| TEXT TO READ |
=======

Who is the common villain in all of this? You might be tempted to blame it on the publisher, and you wouldn’t be 100% wrong. But actually, you should blame it on formatting. At Beyond the PDF, Kaveh Bazargan put forth his proposal in the Vision session: “Why we should publish in XML and nothing else”. He didn’t win. But if you think about it, it’s actually a rather compelling vision. It’s not that he’s against formatting, it’s that formatting should be the “clothes that make the man” and not the man himself. The man should be born naked, as he is, and then dressed up to suit the occasion. And if all papers, as naked babies, are structured more or less the same, we can build all sorts of ways to add value to them.
So now let’s think about formatting. It is formatting that causes me to hit my head against the screen at 4 am. My number of words didn’t change in a significant way; the only thing that changed is how they were laid out on the page. Page numbers are a relic of the printing press. Look at your e-book on Kindle or the iPAD. There are no page numbers because there are no pages. If limits on grants and publications were consistently number of words and not pages, the problem would go away.
Why did I have to leave Google Docs? Because everyone knows that when it comes down to formatting and figures, Google Docs doesn’t cut it just yet. So we have to exit our workspace and go to a Word processor. Our paper didn’t change in a fundamental way; we were happy with the content. Anyone try to reconcile 3 Word documents on a Mac? There are probably great ways to do it, but I haven’t found them. Additional formatting is truly “an exercise in irrelevance”, to quote Philip Lord’s excellent blog.
Why , when when we have a reference ID, the DOI, that allows a publisher to retrieve all metadata for a piece of scholarly work, is the author being tasked with conforming to a reference style? Even if it requires a publisher to pay a company somewhere to format it, isn’t that what they do already? Why is the scholar doing this? Why do the publishers then have to pay someone else (CrossRef) to put back all the information that was stripped out of the reference in the first place?
And finally, as I learned from the School of Data, computers hate formatting. The first step of converting data into something that a machine can read is to strip out formatting. So if machines like to access XML or HTML5 or whatever, why we are requiring all these transformations from Text to XML to PDF to XML to PDF to XML as the paper wends from Word processor to submission to editing to final. Who knows what comes out the other side and what happens to it along the way?

=======

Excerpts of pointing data

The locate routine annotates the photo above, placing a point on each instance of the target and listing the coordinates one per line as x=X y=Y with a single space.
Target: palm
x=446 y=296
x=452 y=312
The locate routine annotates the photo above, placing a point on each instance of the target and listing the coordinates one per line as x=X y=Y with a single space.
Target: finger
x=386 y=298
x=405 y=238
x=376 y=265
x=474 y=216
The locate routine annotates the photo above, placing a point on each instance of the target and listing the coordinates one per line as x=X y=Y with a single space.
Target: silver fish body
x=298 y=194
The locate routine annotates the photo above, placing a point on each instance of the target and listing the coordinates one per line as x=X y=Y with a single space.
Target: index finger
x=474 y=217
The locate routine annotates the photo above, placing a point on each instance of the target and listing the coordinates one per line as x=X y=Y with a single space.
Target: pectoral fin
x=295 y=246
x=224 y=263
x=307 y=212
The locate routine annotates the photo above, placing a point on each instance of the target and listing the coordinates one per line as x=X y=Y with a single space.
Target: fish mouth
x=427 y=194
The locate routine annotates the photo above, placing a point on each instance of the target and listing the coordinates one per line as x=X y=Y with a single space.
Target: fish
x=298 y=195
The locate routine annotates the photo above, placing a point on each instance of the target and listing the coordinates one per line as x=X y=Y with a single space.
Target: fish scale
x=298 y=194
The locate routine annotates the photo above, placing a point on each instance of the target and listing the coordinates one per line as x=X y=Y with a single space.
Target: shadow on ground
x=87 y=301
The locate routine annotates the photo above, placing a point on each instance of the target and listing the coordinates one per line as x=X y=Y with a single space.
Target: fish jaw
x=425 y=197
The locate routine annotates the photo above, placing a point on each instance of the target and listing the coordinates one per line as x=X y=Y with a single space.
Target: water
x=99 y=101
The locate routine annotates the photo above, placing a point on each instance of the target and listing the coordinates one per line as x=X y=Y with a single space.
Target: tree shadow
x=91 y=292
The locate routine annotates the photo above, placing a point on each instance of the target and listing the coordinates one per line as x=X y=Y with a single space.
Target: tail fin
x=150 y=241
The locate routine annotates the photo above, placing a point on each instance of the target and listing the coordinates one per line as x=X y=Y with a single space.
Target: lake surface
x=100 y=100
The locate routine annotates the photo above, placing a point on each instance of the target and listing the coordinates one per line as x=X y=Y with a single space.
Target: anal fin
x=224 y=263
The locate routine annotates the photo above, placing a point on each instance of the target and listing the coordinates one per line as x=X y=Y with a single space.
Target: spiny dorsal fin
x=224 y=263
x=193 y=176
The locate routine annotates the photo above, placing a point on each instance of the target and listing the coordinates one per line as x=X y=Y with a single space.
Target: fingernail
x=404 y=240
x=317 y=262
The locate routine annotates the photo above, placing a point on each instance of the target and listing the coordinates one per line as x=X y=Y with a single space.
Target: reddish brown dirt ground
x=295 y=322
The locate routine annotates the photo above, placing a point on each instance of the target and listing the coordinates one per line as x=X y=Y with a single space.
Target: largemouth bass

=======

| BRIEF A |
Copy from the post on scholarly formatting the passage starting with "Why did I have" and going on through "Lord’s excellent blog.".
| BRIEF B |
Answer these questions using the post on scholarly formatting:
(i) What title did Kaveh Bazargan give his proposal in the Vision session?
(ii) Which reference ID does the post say lets a publisher retrieve all metadata for a piece of scholarly work?
(iii) What does the post give as the first step of converting data into something a machine can read?
| BRIEF C |
Pick up the post on scholarly formatting after its last sentence and continue it.

| RESULT A |
Why did I have to leave Google Docs? Because everyone knows that when it comes down to formatting and figures, Google Docs doesn’t cut it just yet. So we have to exit our workspace and go to a Word processor. Our paper didn’t change in a fundamental way; we were happy with the content. Anyone try to reconcile 3 Word documents on a Mac? There are probably great ways to do it, but I haven’t found them. Additional formatting is truly “an exercise in irrelevance”, to quote Philip Lord’s excellent blog.

| RESULT B |
(i) "Why we should publish in XML and nothing else"
(ii) The DOI
(iii) Stripping out formatting

| RESULT C |
Kaveh points out that there needs to be a version of record. Isn't it somewhat amazing now that we don't have one? What is the version of record? The original document? I never go back and make the changes that the copy editor requests on my original text file, but that might be what I upload to my institutional repository or what I send to a colleague, if I don’t have the rights to the pdf. The pdf at the publisher? The version at Pub Med Central? Can we guarantee that they are all the same? It seems rather ridiculous that in 100 years, we might have people publishing doctoral dissertations on 21st century writings trying to determine the author's original intent, much as current scholars try to reconstruct Euripides' or Shakespeare's intent from surviving versions.
So what is the alternative? Let’s envision a world where we have a standard XML or at least an interoperable XML for representing scholarly papers. Wouldn’t it make more sense, as Kaveh suggested, to have the XML version be the version of record and then have publishers, authors, whomever, dress it up whatever way they want? How many different ways are there of structuring a scientific paper? Why can’t the authors write their papers in generic format and then have the publishers present them as they wish? Why can’t the XML peer reviewed and typo-corrected version be deposited in a global ArXiv repository where it is accessible by text miners along with everything else? And why can’t this version appear as a PDF, HTML, DOC, or anything else it needs to be?
Isn’t it time that we as scholars throw our copy of Microsoft Word out the window and say “I’m mad as hell and I’m not going to take it anymore”. Has anyone tried to calculate the unproductive hours spent by scholars on formatting? Has anyone else been reduced to tears by jumping figures at 4 am? Has anyone then asked “Why?”
Kaveh may not have won because to the crowd at Beyond the PDF it seemed too obvious or unsophisticated. But isn’t it the obvious that we should be going after in FORCE11? We have on-line authoring tools available; we have the formats; we have institutional repositories and the arXiv model. If we have all the tools and technology and formats necessary to make content accessible to the web, text miners and publishers alike, then the obvious questions are “Why aren’t we?” and, “What would it take to make it happen?”
Scene (2014): I sit down to write my paper, because despite all advances, I still like to craft an argument in narrative, as my forbears have done for millenia. I log into (Annotum, Authorea, Word Press, Google, Microsoft, LaTeX-insert your tool here). These authoring tools are specially designed for scholarly publishing styles. My co-authors and I log in with our ORCID ID’s. We compose our paper with the appropriate sections. I insert my reference DOI’s from (Mendeley, EndNote, Zotero). I insert my figures reference ID from (my desktop, Cell Image Library, Fig Share). I reference my data sets DOI according to Amsterdam Manifesto standards from (Data Verse, NIF, CDL); my workflows from (WorkFlows 4 ever, MyExperiment); my code from (GitHub, Source Forge). All my coauthors hit “Acceptable” and I hit “Send”.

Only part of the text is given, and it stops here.